:: Your goal ::
From the source-separation excerpt, list every cited prior work by the short name the excerpt uses for it.

--- Text block ---

FIG. 7 is an example of a sixth prior art source separation system according to prior art described for instance in Laurberg.

FIG. 8 is an example of a seventh prior art source separation system according to prior art described for instance in Ozerov I. No prior information is required, the system is able to take advantage of sources' spatial and spectral diversities but it is limited by its inability to take advantage of segmental information. This drawback is overcome by the new source estimation algorithm of the proposed invention

FIG. 9 is a flowchart of the present invention.

Skilled artisans will appreciate that elements in the figures are illustrated for simplicity and clarity and have not necessarily been drawn to scale. For example, the dimensions of some of the elements in the figures may be exaggerated relative to other elements to help to improve understanding of embodiments of the present invention.

DETAILED DESCRIPTION

Before describing in detail embodiments that are in accordance with the present invention, it should be observed that the embodiments reside primarily in combinations of method steps and apparatus components related to signal processing. Accordingly, the apparatus components and method steps have been represented where appropriate by conventional symbols in the drawings, showing only those specific details that are pertinent to understanding the embodiments of the present invention so as not to obscure the disclosure with details that will be readily apparent to those of ordinary skill in the art having the benefit of the description herein.
In this document, relational terms such as first and second, top and bottom, and the like may be used solely to distinguish one entity or action from another entity or action without necessarily requiring or implying any actual such relationship or order between such entities or actions. The terms “comprises,” “comprising,” or any other variation thereof, are intended to cover a non-exclusive inclusion, such that a process, method, article, or apparatus that comprises a list of elements does not include only those elements but may include other elements not expressly listed or inherent to such process, method, article, or apparatus. An element proceeded by “comprises . . . a” does not, without more constraints, preclude the existence of additional identical elements in the process, method, article, or apparatus that comprises the element
The proposed invention is based on the source models proposed in Benaroya. The power spectrogram (i.e, the squared magnitude of the STFT) of each source is modeled as a non-subtractive linear combination of elementary spectral shapes, a model which shares connection to nonnegative matrix factorization (NMF) Lee of the source power spectrogram. Thanks to the nonnegative constraints, NMF allows intuitive part-based decomposition of the spectrogram. If |S_j|²denotes the power spectrogram, of dimension F×N, of source j, the model reads:
|S_j|²≈W_jH_j
where W_jis matrix of dimensions F×K containing the spectral shapes and H_jis a matrix of dimensions K×N, containing the activation coefficients (thus accounting for energy variability). Instead of pre-training source models W_jas in Benaroya, we propose to learn the models (spectral shapes and activation coefficients) directly from the mixtures. To do so, we assume segmental information about the activation of the individual sources to be available in a “timecode” file, produced either from manual annotation or automatic segmentation. The file solely indicates the regions where a given source is active or not. In our invention this information is reflected in the matrix H_j, by setting coefficients corresponding to inactive regions to zero. Our algorithm keeps these coefficients to zero throughout the estimation process, and the estimation of the spectral shapes W_jis thus driven by the presence of these zeros. In other words, W_jis the characteristic of source j. Note that as opposed to Ozerov II, the spectral shapes W₁. . . W_Jfor all sources are learnt jointly, as opposed to sequentially. The concept of using structured matrices H_jhas been employed in Laurberg for spectral shape learning. The setting is as in Benaroya, single channel source separation is performed given the source-specific dictionaries W₁. . . W_J. However Laurberg shows that instead of learning each dictionary W_jon some training set containing only one type of source, the dictionaries W₁. . . W_Jcan be learnt together given a set of training signals composed of mixture of sources, whose respective activations satisfy certain conditions.

--- Dataset excerpt ---

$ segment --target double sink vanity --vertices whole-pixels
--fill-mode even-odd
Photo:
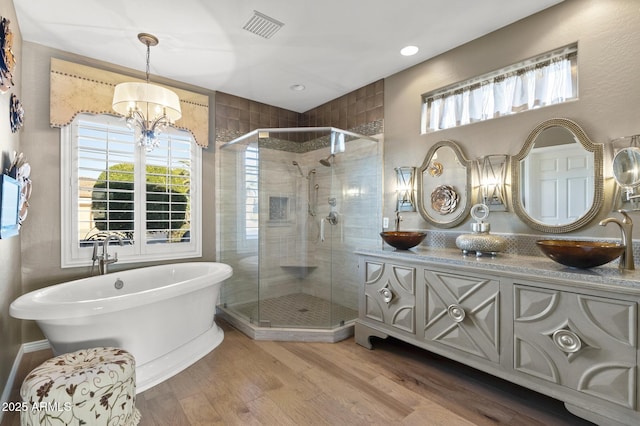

---

:: Result of this task ::
Laurberg, Ozerov I, Benaroya, Lee, Ozerov II